Let us now try our new notebook and use it as a calculator. Experiment a bit with simple expressions:

In [None]:
1+1

In [None]:
5*2+32

In [None]:
593433545324535454543245454522 * 43432432543245324325465445434255432

Python is a calculator with lots of memory. It can remember values using variables:

In [None]:
x = 3

In [None]:
4 + x

In [None]:
x = x + 1

In [None]:
x

### Functions and libraries

In [None]:
abs(-3)

In [None]:
math.log(10)

In [None]:
help(math.log)

It is easy to find documentation online. See [math — Mathematical functions](https://docs.python.org/3/library/math.html) for more details about the `math` library.

### My own functions

* A function starts with word `def`, followed by the name of the function.
* Then arguments are provided.
* Implement functionality in an indented block.
* Use `return` reserved word to return result.


We will now implement a function that returns future value of some amount. The arguments are: present value, interest rate, and number of periods. A possible implementation of function for future value function is:

In [None]:
def future_value(pv, r, n):
    result = pv * (1 + r)**n
    return result

In [None]:
future_value(100, 0.1, 10)

In [None]:
future_value(1000, 0.05, 100)

In [None]:
future_value(10,0.1,5)

### Strings

Each variable in Python has a type. You have already seen integers (`int`) and floats (`float`).

▸ Data section
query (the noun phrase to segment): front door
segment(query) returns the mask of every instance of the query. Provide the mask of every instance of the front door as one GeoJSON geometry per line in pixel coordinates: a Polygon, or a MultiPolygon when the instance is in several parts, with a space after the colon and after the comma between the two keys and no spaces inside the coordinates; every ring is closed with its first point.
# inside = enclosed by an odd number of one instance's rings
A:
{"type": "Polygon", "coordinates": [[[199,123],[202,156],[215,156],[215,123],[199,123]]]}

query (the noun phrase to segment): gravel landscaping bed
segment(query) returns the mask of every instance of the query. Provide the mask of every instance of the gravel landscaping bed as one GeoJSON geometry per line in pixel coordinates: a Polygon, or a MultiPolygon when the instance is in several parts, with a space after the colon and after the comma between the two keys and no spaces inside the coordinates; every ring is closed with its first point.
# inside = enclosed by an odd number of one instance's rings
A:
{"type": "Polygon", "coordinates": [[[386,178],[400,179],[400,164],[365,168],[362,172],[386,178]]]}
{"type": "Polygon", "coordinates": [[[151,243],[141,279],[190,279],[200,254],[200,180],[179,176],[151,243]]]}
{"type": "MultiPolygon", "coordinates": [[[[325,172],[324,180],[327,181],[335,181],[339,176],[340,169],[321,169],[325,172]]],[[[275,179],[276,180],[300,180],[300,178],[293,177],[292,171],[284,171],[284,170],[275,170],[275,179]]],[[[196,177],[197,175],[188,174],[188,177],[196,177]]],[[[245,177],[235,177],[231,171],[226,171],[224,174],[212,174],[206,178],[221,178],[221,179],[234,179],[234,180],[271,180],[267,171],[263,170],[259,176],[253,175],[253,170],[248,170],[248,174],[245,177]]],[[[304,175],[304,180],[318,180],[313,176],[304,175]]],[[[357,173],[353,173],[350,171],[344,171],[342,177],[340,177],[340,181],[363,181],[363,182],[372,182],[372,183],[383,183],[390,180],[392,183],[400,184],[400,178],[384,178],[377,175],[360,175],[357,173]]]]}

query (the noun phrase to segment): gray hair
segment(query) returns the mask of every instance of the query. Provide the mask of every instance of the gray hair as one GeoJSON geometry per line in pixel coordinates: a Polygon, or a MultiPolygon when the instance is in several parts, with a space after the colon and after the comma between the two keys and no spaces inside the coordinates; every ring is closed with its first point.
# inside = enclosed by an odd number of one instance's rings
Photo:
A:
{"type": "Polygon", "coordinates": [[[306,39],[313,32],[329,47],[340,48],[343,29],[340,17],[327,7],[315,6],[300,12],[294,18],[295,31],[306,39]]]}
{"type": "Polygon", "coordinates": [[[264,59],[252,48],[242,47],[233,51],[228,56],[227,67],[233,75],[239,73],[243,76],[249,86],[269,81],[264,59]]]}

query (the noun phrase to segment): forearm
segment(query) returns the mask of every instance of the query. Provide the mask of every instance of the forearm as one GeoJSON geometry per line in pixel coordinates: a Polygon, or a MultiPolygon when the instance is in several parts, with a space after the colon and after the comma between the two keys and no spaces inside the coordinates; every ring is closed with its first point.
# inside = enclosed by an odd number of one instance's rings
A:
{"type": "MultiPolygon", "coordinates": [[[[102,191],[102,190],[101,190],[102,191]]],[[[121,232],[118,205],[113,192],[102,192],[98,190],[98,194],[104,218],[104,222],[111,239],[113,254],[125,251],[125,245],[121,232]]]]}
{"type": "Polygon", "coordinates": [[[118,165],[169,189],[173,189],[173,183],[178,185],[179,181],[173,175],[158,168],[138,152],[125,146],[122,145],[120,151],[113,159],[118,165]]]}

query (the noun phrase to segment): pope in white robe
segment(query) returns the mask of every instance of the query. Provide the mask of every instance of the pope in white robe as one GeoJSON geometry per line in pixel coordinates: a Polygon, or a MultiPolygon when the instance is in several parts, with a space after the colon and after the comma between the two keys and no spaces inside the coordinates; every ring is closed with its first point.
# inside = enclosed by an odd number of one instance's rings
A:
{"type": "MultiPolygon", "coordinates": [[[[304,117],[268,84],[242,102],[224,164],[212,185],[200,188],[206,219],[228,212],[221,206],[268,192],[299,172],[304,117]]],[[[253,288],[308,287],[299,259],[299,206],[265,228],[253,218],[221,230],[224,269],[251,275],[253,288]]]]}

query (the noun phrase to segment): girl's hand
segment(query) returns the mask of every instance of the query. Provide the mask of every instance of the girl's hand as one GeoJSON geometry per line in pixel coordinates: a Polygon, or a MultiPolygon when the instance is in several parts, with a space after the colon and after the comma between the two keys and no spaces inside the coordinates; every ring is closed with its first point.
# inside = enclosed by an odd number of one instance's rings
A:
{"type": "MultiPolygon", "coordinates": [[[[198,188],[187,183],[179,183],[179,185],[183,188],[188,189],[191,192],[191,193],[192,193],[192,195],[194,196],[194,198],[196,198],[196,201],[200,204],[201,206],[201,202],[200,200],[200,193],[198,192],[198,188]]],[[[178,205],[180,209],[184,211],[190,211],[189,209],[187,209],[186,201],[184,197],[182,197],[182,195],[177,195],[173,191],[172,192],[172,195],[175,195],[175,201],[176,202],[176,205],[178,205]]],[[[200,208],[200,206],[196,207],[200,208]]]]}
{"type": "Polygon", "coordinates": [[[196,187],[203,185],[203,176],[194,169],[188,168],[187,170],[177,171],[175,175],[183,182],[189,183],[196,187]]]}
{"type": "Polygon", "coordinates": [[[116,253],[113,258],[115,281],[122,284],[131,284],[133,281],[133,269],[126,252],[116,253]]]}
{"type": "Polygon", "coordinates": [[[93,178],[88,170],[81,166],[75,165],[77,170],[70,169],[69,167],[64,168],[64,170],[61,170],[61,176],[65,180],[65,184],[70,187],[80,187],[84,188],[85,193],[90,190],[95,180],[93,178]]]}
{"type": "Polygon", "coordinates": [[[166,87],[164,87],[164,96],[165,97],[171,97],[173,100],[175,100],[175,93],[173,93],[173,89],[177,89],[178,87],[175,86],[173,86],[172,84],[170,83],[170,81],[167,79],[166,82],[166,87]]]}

▸ Tasks
1. Decide whether each statement agrees with the notebook tutorial. Answer yes or no for each, and quote the words from the tutorial that settle it.
(a) A Python function begins with the word def.
(b) The future value function takes two arguments.
(c) Python can keep values in variables.
2. According to the notebook tutorial, why is Python called a calculator with lots of memory? Answer in one to three sentences.

▸ Per-task outputs
1.
(a) Yes: "A function starts with word `def`, followed by the name of the function."
(b) No: "The arguments are: present value, interest rate, and number of periods."
(c) Yes: "It can remember values using variables"

2. Python is called a calculator with lots of memory because it can remember values using variables. The tutorial shows this by assigning x = 3 and then using x in later expressions such as 4 + x.